# A small "centipede?" in tank



## Derrick (Oct 28, 2005)

I have pair of New River Tincs in a 10 gal. full of plants. Has anyone ever seen a small (approx. 1- 1 1/2") centipede in their tank? It seemed to be tan or light brown in coloration and skinny. I saw lots of legs on it arranged just like a centipede. I have never seen them before in my tank. My tank is about 2+ years old. Ive seen other bugs crawling around but never a centipede. I wasnt fast enough to catch it. I went to grab tools to catch it and it was gone when I got back. Could they hurt my frogs at all?


----------



## Curt61 (Jan 16, 2007)

Hey, I believe I read a thread a while back with someone asking the same question. I think prettymuch everybody said that they won't harm your frogs unless they are very large, but I think they said that the centipede might eat the frogs eggs.

Curt.


----------



## zBrinks (Jul 16, 2006)

If it was a centipede, Id be concerned, but chances are its a millipede.


----------



## Derrick (Oct 28, 2005)

================

Instruction 1: Decide whether each statement below agrees with the centipede thread, and answer yes or no, quoting the words of the thread that decide it: (a) Derrick's tank has been set up for roughly two years or more. (b) Derrick managed to catch the creature. (c) zBrinks considers a millipede the likelier identification.
Instruction 2: Quote the portion of the centipede thread between "Hey, I believe" and "its a millipede.", inclusive.

Dataset extract:

================

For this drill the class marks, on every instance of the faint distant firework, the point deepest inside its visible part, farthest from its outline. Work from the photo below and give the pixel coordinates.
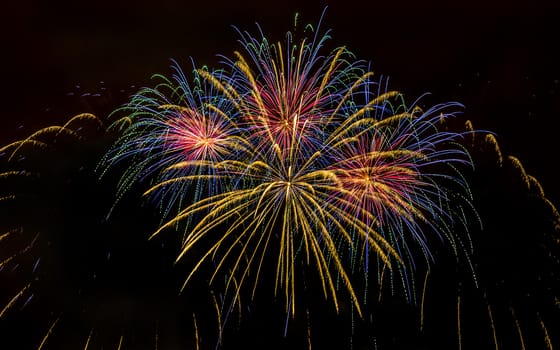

================

Task result 1:
(a) Yes: "My tank is about 2+ years old."
(b) No: "I wasnt fast enough to catch it."
(c) Yes: "chances are its a millipede."

Task result 2:
Hey, I believe I read a thread a while back with someone asking the same question. I think prettymuch everybody said that they won't harm your frogs unless they are very large, but I think they said that the centipede might eat the frogs eggs.

Curt.


----------



## zBrinks (Jul 16, 2006)

If it was a centipede, Id be concerned, but chances are its a millipede.